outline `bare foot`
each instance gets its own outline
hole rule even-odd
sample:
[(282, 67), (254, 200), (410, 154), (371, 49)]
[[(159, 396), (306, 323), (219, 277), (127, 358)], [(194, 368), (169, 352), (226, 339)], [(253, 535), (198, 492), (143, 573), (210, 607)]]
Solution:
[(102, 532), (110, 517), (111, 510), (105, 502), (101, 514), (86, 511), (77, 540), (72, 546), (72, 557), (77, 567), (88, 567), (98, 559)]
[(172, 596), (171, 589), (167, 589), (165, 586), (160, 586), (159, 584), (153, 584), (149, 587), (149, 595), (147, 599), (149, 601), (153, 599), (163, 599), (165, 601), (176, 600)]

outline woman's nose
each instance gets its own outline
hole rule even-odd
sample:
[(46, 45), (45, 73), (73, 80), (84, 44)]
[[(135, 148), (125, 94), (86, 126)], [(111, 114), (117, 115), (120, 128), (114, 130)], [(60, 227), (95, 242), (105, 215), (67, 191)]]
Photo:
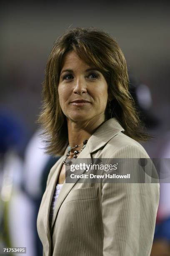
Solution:
[(76, 80), (73, 92), (80, 95), (87, 92), (87, 84), (84, 79), (79, 79)]

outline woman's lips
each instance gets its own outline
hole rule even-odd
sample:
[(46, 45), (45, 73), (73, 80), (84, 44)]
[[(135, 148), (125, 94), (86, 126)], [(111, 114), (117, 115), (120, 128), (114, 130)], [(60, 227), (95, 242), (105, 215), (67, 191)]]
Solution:
[(75, 106), (84, 106), (90, 104), (90, 102), (72, 102), (71, 104)]

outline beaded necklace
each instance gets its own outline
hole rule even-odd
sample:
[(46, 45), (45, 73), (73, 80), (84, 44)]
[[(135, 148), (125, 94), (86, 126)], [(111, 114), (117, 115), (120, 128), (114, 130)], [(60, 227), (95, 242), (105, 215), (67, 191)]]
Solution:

▸ Given request: Return every line of the items above word for word, leaving out the pictures.

▸ Exercise solution:
outline `bare foot`
each instance gets its own outline
hole rule even-odd
sample:
[(282, 67), (254, 200), (410, 154), (371, 49)]
[[(159, 396), (306, 323), (219, 277), (127, 358)], [(194, 368), (169, 352), (226, 339)], [(253, 535), (198, 492), (143, 573), (210, 607)]]
Solution:
[(102, 532), (110, 517), (111, 510), (105, 502), (101, 514), (86, 511), (77, 540), (72, 546), (72, 557), (77, 567), (88, 567), (98, 559)]
[(172, 596), (171, 589), (167, 589), (165, 586), (160, 586), (159, 584), (153, 584), (149, 587), (149, 595), (147, 599), (149, 601), (153, 599), (163, 599), (165, 601), (176, 600)]

outline woman's nose
each instance gets its own outline
hole rule even-odd
sample:
[(46, 45), (45, 73), (73, 80), (84, 44)]
[[(135, 148), (125, 94), (86, 126)], [(111, 114), (117, 115), (120, 128), (114, 130)], [(60, 227), (95, 242), (105, 215), (67, 191)]]
Photo:
Solution:
[(76, 80), (73, 92), (80, 95), (87, 92), (87, 84), (84, 79), (79, 79)]

outline woman's lips
each instance gets its own outline
hole rule even-odd
sample:
[(46, 45), (45, 73), (73, 80), (84, 44)]
[[(135, 148), (125, 94), (86, 126)], [(111, 114), (117, 115), (120, 128), (114, 130)], [(60, 227), (95, 242), (105, 215), (67, 191)]]
Solution:
[(75, 106), (84, 106), (90, 104), (90, 102), (72, 102), (71, 104)]

outline beaded necklace
each instance gets its own outline
hole rule even-odd
sample:
[(46, 45), (45, 73), (73, 80), (84, 44)]
[[(135, 148), (125, 94), (86, 126)], [(111, 114), (117, 115), (120, 128), (114, 130)], [(60, 227), (95, 242), (105, 215), (67, 191)]]
Solution:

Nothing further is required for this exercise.